### Goal
Put the part of the records that opens with the line containing "Target: blue sky" and runs to the end of the records into a JSON list of strings, one string per line, leaving out any blank lines.

▼▼▼

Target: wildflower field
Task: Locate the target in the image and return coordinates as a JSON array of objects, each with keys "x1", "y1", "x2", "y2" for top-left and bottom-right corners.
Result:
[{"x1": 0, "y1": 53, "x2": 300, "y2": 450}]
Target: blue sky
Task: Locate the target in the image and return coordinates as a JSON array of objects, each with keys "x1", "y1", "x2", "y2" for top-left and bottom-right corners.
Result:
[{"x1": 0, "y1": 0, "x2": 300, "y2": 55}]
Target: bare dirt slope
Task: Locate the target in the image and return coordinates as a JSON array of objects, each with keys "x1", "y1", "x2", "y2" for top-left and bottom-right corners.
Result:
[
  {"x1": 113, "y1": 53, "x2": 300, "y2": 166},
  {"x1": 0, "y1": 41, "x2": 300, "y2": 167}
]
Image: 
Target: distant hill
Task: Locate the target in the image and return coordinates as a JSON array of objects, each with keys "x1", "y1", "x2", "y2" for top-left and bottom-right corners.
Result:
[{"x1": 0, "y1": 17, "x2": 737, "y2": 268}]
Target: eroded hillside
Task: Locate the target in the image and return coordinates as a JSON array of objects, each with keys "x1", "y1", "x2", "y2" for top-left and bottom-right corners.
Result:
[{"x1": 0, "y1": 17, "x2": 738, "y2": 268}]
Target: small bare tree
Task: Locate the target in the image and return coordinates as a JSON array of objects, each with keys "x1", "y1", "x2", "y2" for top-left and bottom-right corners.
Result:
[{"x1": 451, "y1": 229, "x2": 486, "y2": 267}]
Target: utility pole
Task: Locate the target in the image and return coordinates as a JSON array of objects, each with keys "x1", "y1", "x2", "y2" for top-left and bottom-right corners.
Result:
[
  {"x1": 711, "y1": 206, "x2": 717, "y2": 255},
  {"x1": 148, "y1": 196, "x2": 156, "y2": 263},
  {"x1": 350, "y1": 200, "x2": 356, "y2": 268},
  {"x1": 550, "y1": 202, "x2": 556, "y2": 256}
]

▲▲▲

### Task result
[
  "Target: blue sky",
  "Task: Locate the target in the image and return coordinates as a JSON array of objects, each with keys \"x1\", \"y1\", \"x2\", \"y2\" for top-left and bottom-right corners.",
  "Result:",
  "[{\"x1\": 0, \"y1\": 0, \"x2\": 300, \"y2\": 55}]",
  "Target: bare dirt slope",
  "Task: Locate the target in the image and return coordinates as a JSON array of objects, each with keys \"x1\", \"y1\", \"x2\", \"y2\" for top-left and bottom-right corners.",
  "Result:",
  "[",
  "  {\"x1\": 113, \"y1\": 53, \"x2\": 300, \"y2\": 166},",
  "  {\"x1\": 0, \"y1\": 41, \"x2\": 300, \"y2\": 167}",
  "]",
  "Image: ",
  "Target: distant hill",
  "Task: Locate the target in the image and return coordinates as a JSON array of objects, each with keys \"x1\", \"y1\", \"x2\", \"y2\" for top-left and bottom-right corners.",
  "Result:",
  "[{\"x1\": 0, \"y1\": 17, \"x2\": 737, \"y2\": 268}]",
  "Target: eroded hillside",
  "Task: Locate the target in the image and return coordinates as a JSON array of objects, each with keys \"x1\", \"y1\", \"x2\", \"y2\" for top-left and bottom-right corners.",
  "Result:",
  "[{\"x1\": 0, \"y1\": 17, \"x2\": 738, \"y2\": 268}]",
  "Target: small bare tree",
  "Task: Locate the target in the image and return coordinates as a JSON array of objects, each with keys \"x1\", \"y1\", \"x2\", \"y2\" for top-left and bottom-right corners.",
  "Result:",
  "[{\"x1\": 451, \"y1\": 229, \"x2\": 486, \"y2\": 267}]",
  "Target: utility pole",
  "Task: Locate the target in the image and return coordinates as a JSON array of objects, each with keys \"x1\", \"y1\", \"x2\", \"y2\" for top-left and bottom-right corners.",
  "Result:",
  "[",
  "  {\"x1\": 711, \"y1\": 206, \"x2\": 717, \"y2\": 255},",
  "  {\"x1\": 148, \"y1\": 196, \"x2\": 156, \"y2\": 263},",
  "  {\"x1\": 350, \"y1\": 200, \"x2\": 356, \"y2\": 268},",
  "  {\"x1\": 550, \"y1\": 202, \"x2\": 556, \"y2\": 256}",
  "]"
]